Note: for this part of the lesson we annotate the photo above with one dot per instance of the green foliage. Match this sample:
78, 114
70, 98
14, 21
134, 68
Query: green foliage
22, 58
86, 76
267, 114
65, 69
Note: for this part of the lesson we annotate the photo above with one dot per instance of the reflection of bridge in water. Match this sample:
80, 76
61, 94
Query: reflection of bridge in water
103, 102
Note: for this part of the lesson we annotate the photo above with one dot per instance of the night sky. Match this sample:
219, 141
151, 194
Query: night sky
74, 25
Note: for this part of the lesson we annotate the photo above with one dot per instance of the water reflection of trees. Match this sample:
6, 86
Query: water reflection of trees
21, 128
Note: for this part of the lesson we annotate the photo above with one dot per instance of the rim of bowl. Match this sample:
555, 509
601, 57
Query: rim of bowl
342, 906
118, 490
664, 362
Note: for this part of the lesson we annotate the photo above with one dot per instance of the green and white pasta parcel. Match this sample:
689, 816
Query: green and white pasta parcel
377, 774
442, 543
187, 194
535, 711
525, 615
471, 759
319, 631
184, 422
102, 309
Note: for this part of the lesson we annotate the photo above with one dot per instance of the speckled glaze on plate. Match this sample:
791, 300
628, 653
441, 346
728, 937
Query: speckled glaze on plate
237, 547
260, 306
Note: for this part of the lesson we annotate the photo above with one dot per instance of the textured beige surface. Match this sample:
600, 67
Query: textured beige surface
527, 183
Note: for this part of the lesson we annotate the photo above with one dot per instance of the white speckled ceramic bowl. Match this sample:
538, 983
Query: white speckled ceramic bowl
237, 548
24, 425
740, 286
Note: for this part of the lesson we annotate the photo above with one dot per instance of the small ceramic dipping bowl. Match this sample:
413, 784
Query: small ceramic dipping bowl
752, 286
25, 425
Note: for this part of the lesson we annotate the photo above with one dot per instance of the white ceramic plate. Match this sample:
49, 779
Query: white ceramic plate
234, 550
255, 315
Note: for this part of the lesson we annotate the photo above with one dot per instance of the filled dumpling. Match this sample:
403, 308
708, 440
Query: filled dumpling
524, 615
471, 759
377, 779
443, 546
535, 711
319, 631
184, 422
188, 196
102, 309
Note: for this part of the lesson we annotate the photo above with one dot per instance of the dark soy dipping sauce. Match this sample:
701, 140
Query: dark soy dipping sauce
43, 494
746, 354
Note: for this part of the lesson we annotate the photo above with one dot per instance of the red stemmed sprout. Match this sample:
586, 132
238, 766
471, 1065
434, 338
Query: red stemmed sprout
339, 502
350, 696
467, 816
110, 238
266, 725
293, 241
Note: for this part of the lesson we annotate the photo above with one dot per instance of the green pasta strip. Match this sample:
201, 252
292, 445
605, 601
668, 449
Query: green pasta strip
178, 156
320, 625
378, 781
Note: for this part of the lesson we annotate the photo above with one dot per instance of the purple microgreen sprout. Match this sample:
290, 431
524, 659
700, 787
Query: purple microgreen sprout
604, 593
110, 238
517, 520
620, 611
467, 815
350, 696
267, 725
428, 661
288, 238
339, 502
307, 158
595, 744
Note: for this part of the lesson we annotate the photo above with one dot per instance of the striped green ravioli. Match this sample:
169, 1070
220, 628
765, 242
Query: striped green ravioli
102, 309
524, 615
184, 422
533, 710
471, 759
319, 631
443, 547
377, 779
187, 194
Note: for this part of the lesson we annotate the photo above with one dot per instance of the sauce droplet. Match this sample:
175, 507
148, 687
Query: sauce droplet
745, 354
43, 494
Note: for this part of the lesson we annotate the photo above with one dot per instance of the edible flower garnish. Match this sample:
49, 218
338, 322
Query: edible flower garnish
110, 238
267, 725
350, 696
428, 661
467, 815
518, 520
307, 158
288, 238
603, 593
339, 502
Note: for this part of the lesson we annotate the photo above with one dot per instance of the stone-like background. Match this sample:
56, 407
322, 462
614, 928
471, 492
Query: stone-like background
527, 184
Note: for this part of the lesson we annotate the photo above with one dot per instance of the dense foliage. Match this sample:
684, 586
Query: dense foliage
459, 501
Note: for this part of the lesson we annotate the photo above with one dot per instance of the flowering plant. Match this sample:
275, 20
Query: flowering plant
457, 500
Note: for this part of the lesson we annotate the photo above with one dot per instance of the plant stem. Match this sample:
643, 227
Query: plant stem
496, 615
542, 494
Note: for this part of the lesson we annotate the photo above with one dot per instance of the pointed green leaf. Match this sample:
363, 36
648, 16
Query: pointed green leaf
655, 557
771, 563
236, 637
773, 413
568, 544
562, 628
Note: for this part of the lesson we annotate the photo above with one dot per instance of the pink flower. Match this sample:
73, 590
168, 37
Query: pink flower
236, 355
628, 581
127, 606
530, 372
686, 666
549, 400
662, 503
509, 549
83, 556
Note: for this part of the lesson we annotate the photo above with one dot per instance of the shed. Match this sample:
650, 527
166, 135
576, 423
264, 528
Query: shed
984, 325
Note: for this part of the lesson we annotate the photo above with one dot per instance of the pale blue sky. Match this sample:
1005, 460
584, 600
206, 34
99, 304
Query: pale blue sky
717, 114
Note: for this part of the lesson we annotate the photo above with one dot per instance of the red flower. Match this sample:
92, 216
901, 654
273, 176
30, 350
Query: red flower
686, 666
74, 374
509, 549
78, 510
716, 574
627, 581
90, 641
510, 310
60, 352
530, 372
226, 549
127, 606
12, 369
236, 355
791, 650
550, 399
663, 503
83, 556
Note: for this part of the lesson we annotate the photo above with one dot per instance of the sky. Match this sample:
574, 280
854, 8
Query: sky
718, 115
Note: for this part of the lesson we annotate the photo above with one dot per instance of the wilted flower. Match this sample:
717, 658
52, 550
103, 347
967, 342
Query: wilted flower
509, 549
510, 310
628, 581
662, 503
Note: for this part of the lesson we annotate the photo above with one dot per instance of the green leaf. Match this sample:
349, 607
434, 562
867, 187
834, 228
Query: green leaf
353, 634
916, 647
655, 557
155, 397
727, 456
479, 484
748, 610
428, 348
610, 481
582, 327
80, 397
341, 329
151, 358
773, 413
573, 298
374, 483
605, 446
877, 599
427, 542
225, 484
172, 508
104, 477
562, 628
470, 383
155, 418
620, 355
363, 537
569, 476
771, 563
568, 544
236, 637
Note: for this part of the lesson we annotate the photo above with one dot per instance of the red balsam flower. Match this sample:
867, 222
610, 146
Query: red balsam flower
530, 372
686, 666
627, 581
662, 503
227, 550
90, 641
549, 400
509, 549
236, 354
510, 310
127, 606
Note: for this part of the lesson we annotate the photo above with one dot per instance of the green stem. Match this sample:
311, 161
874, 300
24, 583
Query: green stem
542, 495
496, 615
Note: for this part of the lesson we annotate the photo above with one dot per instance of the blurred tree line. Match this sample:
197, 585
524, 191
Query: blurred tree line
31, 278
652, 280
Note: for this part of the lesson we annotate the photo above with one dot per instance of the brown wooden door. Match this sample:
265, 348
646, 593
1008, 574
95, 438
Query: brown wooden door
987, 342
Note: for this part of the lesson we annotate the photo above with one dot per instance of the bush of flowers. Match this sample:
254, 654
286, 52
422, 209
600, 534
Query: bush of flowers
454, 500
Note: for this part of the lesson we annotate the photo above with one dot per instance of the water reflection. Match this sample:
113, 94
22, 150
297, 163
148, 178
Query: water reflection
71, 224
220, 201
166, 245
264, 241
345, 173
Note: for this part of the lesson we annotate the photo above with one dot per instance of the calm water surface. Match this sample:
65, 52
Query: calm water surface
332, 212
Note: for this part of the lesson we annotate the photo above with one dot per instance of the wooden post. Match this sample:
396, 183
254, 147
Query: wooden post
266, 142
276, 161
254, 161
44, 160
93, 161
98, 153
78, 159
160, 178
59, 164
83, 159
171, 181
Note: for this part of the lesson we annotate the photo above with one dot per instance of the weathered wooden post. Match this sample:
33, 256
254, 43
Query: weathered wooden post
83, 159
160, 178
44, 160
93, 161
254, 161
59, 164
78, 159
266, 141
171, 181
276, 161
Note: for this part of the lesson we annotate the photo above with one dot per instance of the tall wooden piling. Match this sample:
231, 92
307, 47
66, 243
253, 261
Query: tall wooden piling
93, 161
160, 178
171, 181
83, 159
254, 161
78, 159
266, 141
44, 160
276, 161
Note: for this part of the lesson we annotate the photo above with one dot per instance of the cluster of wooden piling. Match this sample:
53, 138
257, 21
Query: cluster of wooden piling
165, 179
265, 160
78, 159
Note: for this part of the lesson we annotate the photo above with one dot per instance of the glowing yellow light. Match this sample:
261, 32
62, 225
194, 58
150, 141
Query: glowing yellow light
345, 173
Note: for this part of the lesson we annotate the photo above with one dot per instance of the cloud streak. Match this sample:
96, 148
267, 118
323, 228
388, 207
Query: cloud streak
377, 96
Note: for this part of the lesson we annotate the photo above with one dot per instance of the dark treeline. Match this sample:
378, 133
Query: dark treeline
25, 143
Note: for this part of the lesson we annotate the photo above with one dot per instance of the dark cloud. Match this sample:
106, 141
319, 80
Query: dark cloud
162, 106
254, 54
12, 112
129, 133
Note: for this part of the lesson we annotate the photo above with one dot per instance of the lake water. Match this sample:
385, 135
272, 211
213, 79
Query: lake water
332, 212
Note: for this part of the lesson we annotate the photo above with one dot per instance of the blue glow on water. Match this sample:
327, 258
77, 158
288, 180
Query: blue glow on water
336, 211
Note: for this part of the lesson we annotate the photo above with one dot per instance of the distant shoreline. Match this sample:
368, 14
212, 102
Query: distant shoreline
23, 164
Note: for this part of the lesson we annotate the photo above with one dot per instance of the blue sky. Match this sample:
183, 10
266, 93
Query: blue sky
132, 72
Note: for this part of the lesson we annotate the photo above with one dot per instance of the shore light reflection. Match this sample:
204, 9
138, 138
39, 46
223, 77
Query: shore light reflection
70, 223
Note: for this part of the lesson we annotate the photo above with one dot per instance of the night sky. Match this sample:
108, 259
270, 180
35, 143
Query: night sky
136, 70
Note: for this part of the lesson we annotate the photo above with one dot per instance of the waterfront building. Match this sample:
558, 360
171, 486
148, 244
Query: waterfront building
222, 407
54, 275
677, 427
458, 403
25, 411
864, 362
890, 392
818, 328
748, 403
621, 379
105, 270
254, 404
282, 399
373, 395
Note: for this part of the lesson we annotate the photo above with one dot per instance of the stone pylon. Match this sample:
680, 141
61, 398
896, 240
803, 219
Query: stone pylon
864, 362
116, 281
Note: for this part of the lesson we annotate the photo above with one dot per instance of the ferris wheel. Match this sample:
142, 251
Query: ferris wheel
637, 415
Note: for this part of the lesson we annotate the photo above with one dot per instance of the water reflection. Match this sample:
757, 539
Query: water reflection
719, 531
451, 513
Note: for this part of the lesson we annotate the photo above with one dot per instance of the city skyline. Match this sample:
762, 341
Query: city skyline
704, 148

==================================================

» **Task brief**
Look above for the line containing "Query: lake water". From there to the final line of the entries, repeat every line exactly.

» **Completed exercise**
Query: lake water
332, 212
Note: for this part of the lesson we annotate the photo above with one dot per instance of the blue glow on water. Match this sample:
327, 258
77, 158
288, 180
Query: blue glow on water
336, 211
Note: for this part of the lesson we annotate the photo above with one dot per instance of the distant shoreline. Match this sample:
368, 14
212, 102
Query: distant shoreline
23, 164
Note: for this part of the lesson we annotate the photo above with one dot per instance of the blue sky. Match this sample:
183, 10
266, 93
Query: blue sky
132, 72
Note: for this part of the lesson we annotate the photo above with one dot per instance of the shore light reflection. Match this sample:
204, 9
138, 138
39, 46
223, 77
Query: shore light reflection
70, 223
Note: for this part of the lesson we annotate the photo above with one dot per instance of the night sky. Match this sample:
108, 259
270, 180
35, 143
Query: night sky
136, 70
Note: for this part of the lesson we annotate the photo above with one dot per instance of the waterfront building. Match this sample:
558, 360
171, 486
148, 244
Query: waterfront building
222, 407
54, 275
677, 427
458, 403
25, 411
864, 362
890, 392
818, 328
748, 403
621, 379
105, 270
254, 404
282, 399
373, 395
Note: for this part of the lesson we annotate the photo above with one dot per instance of the stone pylon. Match this sample:
680, 141
61, 398
896, 240
803, 219
Query: stone pylon
864, 362
116, 281
Note: for this part of the lesson we annotate the photo above with one dot per instance of the ferris wheel. Match this sample:
142, 251
Query: ferris wheel
637, 415
Note: for this part of the lesson we annotate the photo above with one dot per instance of the water reflection. Match this sample:
757, 539
Query: water reflection
719, 531
451, 513
Note: for this part of the lesson we annotate the photo above with one dot per instance of the city skyline. Match this sample:
762, 341
Query: city skyline
704, 148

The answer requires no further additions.